• THE EXERCISE
From the forum thread about the training error, extract the part that opens with the words "A91A981E commented 1" and closes with "happened in APEX?".

Maelic commented 2 years ago

Did you solve this? I am facing the same issue using only one GPU (RTX 3080)

DrugD commented 2 years ago

俺也是,IndexError: tuple index out of range

跑的命令是这个 export CUDA_VISIBLE_DEVICES=1 python tools/relation_train_net.py --config-file "configs/e2e_relation_VGG16_1x.yaml" MODEL.ROI_RELATION_HEAD.USE_GT_BOX True MODEL.ROI_RELATION_HEAD.USE_GT_OBJECT_LABEL False MODEL.ROI_RELATION_HEAD.PREDICTOR CausalAnalysisPredictor MODEL.ROI_RELATION_HEAD.CAUSAL.EFFECT_TYPE none MODEL.ROI_RELATION_HEAD.CAUSAL.FUSION_TYPE sum MODEL.ROI_RELATION_HEAD.CAUSAL.CONTEXT_LAYER vctree SOLVER.IMS_PER_BATCH 4 TEST.IMS_PER_BATCH 2 DTYPE "float16" SOLVER.MAX_ITER 50000 SOLVER.VAL_PERIOD 3000 SOLVER.CHECKPOINT_PERIOD 3000 GLOVE_DIR Scene-Graph-Benchmark.pytorch/glove MODEL.PRETRAINED_DETECTOR_CKPT Scene-Graph-Benchmark.pytorch/checkpoints/faster_rcnn2/model_0024000.pth OUTPUT_DIR Scene-Graph-Benchmark.pytorch/checkpoints/causal_motif_sgcls

谁来看看咋回事

qncsn2016 commented 1 year ago

https://github.com/NVIDIA/apex/issues/694#issuecomment-918833904

我按照这个连接解决了

A91A981E commented 1 year ago

I solved this issue by removing parameter DTYPE "float16" in training command. It seems that something unexpected happened in APEX?

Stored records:
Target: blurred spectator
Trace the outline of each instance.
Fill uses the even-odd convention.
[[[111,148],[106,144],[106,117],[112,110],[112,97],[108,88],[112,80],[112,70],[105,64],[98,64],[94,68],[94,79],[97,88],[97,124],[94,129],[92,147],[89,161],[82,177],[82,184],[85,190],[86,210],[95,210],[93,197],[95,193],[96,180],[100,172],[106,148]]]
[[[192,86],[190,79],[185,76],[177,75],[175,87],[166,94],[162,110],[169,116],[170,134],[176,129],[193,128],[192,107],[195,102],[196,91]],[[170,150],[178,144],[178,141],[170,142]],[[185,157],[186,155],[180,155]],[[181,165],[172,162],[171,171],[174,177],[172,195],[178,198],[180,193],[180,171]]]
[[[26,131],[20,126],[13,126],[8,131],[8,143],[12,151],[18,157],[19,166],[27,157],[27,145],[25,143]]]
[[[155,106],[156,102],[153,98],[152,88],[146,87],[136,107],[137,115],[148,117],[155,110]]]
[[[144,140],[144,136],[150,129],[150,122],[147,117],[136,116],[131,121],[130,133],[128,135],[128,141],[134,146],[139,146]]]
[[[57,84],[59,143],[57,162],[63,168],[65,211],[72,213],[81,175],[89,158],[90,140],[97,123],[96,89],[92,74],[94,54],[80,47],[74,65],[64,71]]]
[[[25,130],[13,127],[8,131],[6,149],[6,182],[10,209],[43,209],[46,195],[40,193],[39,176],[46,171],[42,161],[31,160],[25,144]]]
--
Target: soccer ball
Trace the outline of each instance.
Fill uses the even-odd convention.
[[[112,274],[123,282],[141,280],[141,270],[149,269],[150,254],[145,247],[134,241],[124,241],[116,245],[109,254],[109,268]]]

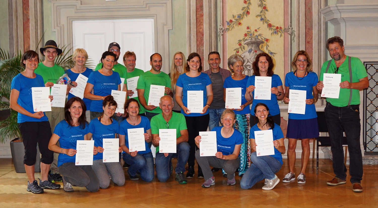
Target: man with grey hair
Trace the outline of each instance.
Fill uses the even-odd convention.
...
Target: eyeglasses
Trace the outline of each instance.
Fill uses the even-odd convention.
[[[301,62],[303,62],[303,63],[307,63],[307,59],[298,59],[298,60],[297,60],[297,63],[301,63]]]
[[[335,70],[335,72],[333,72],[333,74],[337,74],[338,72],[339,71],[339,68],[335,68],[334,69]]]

• WRITTEN RESPONSE
A91A981E commented 1 year ago

I solved this issue by removing parameter DTYPE "float16" in training command. It seems that something unexpected happened in APEX?